## EXERCISE
Recast the part of the listing that begins with the line containing "indicate the agricultural" and runs through the line containing "column 420, row 314" as a Markdown table. Use the columns Number and Text, give each line its own numbered row, and leave out blank lines.

## SUPPLIED DATA
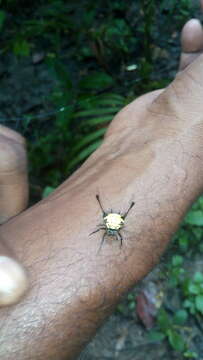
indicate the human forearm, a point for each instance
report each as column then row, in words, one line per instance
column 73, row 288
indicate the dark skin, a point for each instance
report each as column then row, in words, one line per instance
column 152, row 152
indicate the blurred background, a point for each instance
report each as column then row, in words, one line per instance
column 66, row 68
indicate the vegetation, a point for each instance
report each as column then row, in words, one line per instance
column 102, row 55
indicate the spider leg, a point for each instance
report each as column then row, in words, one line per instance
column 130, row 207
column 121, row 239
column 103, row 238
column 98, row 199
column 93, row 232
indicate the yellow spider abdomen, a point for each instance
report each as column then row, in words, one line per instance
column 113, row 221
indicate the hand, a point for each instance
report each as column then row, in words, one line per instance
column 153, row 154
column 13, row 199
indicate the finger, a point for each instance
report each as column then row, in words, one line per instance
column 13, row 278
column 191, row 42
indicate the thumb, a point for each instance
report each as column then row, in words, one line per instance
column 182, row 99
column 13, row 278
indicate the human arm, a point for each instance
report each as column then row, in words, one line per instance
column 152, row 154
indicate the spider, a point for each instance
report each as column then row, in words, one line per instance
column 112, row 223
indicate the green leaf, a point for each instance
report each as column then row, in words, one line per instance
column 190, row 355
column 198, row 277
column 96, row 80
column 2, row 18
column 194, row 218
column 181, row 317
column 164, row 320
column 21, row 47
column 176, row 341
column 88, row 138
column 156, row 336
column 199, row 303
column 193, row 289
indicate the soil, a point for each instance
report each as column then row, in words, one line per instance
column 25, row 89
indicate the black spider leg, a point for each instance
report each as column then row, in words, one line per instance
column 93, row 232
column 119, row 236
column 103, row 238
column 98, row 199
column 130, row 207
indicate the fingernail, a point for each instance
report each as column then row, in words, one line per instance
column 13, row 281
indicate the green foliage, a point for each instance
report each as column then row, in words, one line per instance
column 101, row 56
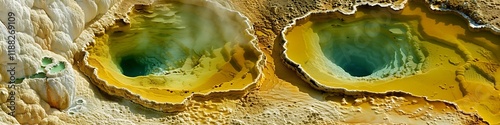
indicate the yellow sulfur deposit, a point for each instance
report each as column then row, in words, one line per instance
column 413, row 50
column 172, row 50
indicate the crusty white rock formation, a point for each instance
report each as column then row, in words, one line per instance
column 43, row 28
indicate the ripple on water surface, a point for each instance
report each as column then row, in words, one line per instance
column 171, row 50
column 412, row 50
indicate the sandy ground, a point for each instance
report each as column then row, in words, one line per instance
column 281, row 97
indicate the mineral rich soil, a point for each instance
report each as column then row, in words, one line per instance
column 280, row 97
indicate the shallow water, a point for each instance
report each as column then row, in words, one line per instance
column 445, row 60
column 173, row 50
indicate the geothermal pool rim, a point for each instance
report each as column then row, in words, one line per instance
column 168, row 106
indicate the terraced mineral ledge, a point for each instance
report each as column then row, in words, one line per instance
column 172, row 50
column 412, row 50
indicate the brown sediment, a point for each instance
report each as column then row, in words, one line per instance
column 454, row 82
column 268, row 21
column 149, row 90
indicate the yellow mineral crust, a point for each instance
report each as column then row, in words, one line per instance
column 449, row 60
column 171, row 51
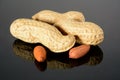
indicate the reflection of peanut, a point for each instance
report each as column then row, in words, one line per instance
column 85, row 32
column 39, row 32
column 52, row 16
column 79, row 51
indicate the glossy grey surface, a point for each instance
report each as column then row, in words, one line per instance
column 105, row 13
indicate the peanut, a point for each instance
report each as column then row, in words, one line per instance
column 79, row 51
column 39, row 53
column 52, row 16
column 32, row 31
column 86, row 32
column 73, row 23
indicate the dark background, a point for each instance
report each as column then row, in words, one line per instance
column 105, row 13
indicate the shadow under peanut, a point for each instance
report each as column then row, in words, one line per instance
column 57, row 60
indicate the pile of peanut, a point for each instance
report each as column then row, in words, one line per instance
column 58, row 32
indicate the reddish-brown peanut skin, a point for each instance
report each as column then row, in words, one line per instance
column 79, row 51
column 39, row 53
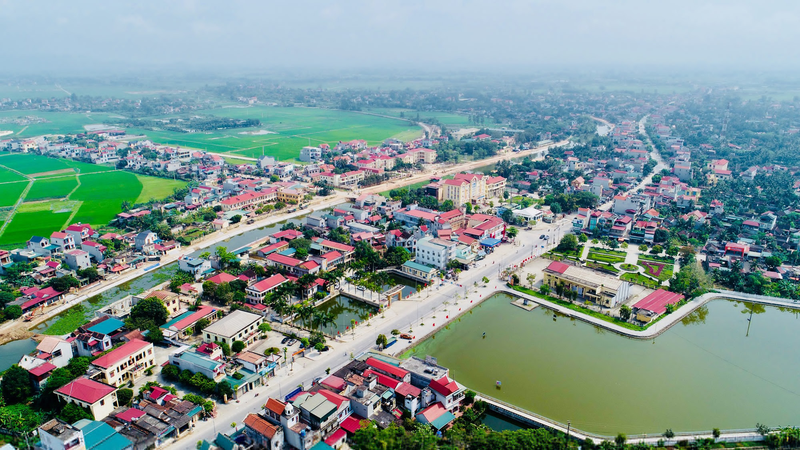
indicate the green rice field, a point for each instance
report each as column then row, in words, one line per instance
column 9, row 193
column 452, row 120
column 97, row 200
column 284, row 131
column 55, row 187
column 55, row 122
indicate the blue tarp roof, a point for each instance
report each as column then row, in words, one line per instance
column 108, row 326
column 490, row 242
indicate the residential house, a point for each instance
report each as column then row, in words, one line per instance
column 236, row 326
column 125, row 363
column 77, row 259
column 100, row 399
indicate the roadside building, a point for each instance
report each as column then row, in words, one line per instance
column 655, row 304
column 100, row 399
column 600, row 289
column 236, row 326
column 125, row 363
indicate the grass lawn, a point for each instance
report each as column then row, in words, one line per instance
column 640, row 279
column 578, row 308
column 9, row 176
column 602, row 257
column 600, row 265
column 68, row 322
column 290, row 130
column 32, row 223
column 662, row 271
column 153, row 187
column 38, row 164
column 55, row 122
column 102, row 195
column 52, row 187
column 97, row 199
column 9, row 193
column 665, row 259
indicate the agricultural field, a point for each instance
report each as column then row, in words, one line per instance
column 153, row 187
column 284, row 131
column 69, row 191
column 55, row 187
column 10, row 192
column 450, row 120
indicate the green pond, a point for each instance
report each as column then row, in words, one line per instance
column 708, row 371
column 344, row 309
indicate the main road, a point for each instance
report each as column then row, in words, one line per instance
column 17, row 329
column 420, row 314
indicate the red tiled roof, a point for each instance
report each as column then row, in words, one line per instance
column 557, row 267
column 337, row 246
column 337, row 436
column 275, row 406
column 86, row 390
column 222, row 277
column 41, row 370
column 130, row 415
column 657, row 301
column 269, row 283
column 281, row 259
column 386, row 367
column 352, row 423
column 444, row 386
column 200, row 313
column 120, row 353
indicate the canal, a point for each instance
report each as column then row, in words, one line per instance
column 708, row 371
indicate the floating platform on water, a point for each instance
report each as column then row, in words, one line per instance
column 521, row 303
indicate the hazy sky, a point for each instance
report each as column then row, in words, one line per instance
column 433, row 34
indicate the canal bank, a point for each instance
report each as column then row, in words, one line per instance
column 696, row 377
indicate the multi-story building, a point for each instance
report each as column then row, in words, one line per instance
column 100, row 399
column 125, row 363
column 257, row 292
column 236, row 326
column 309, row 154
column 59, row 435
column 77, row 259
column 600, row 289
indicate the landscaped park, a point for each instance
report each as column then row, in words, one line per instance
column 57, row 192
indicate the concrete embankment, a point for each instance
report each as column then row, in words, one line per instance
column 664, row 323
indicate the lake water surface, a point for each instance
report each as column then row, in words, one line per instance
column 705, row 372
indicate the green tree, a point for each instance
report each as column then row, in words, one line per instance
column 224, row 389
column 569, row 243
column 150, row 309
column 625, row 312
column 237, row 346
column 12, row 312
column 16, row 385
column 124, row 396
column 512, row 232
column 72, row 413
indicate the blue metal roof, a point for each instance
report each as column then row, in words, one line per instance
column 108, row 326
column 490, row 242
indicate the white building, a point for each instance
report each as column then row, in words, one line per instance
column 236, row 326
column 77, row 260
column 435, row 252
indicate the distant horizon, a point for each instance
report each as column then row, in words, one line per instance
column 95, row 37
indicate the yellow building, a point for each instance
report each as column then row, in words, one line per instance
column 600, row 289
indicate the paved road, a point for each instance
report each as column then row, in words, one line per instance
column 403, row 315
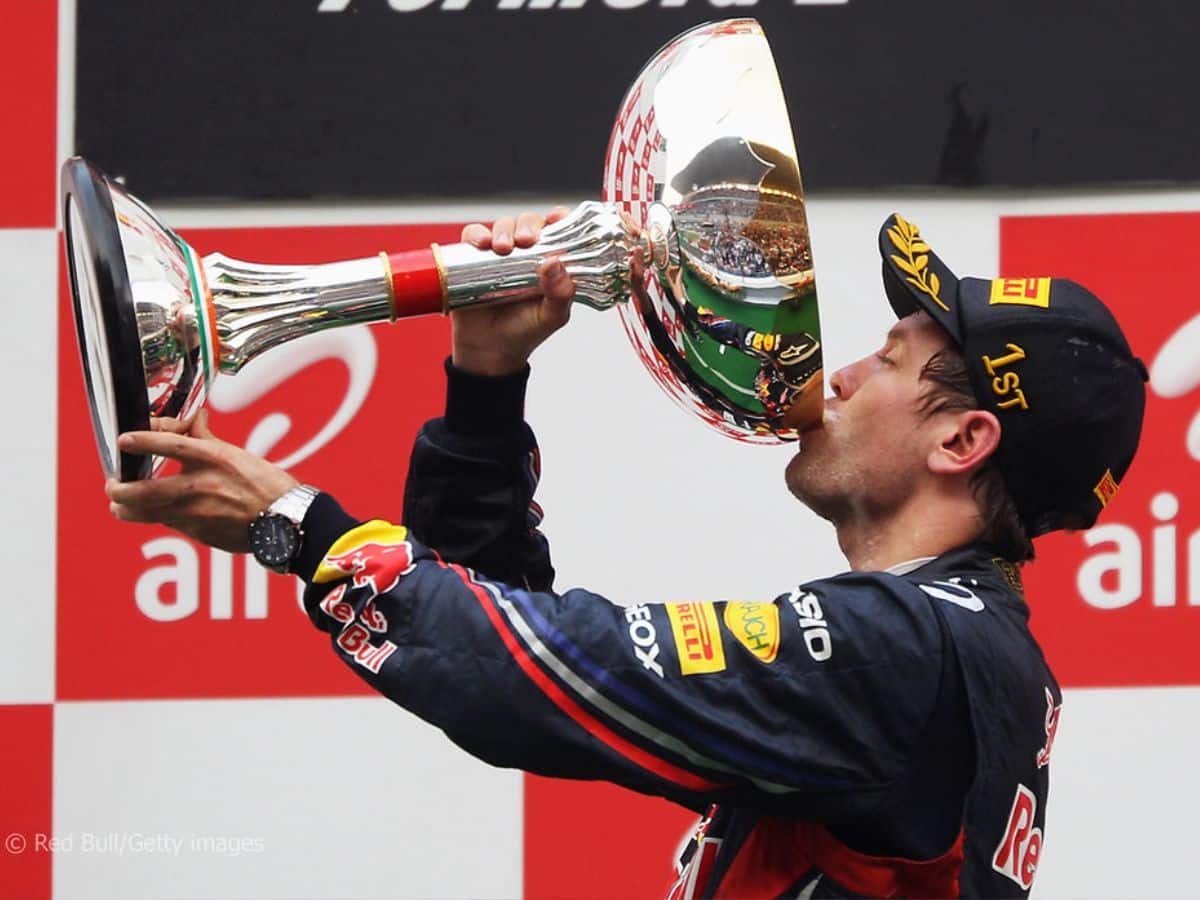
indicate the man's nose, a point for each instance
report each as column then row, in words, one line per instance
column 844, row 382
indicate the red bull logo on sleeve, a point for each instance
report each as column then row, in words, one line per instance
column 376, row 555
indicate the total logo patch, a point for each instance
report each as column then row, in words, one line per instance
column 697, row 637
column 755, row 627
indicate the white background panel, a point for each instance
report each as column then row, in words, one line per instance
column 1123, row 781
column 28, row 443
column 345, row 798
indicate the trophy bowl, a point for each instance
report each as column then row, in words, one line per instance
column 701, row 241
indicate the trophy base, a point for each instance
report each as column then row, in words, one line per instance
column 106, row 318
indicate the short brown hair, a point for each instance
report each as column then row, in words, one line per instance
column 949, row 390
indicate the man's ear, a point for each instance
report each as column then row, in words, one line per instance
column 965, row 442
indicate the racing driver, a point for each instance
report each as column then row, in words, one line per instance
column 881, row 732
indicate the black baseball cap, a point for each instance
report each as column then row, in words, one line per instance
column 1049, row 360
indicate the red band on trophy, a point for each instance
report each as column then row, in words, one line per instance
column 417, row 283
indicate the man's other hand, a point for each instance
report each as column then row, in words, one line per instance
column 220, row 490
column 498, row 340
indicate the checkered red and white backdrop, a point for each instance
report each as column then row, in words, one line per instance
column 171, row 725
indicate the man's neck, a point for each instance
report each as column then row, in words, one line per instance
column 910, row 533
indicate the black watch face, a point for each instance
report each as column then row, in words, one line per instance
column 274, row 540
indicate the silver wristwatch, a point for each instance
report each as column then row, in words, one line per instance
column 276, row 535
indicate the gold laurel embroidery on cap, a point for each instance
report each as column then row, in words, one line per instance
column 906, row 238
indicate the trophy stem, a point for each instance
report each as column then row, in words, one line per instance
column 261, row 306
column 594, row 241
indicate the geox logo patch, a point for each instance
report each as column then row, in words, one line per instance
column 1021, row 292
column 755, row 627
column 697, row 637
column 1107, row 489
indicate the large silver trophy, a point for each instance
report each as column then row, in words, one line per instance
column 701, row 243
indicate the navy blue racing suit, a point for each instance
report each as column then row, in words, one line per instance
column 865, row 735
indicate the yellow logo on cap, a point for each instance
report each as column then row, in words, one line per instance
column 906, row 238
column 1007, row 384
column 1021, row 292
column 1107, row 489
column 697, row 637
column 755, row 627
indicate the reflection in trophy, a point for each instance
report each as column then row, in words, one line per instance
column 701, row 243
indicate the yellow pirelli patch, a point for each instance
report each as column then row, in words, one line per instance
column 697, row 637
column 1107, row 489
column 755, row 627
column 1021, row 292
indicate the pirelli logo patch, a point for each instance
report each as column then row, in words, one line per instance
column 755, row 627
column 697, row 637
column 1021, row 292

## RESPONSE TO THIS TASK
| Number | Text |
|---|---|
| 1 | indicate the agricultural field, a point for each instance |
| 2 | report each as column then row, in words, one line per instance |
| 3 | column 153, row 187 |
| 4 | column 284, row 131 |
| 5 | column 69, row 191 |
| 6 | column 55, row 187 |
| 7 | column 10, row 192 |
| 8 | column 450, row 120 |
| 9 | indicate the green pond, a point for each instance |
| 10 | report each as column then row, in words, one line per instance |
| 11 | column 708, row 371 |
| 12 | column 344, row 309 |
| 13 | indicate the main road, a point for each instance |
| 14 | report each as column then row, in words, one line per instance |
| 15 | column 17, row 329 |
| 16 | column 420, row 314 |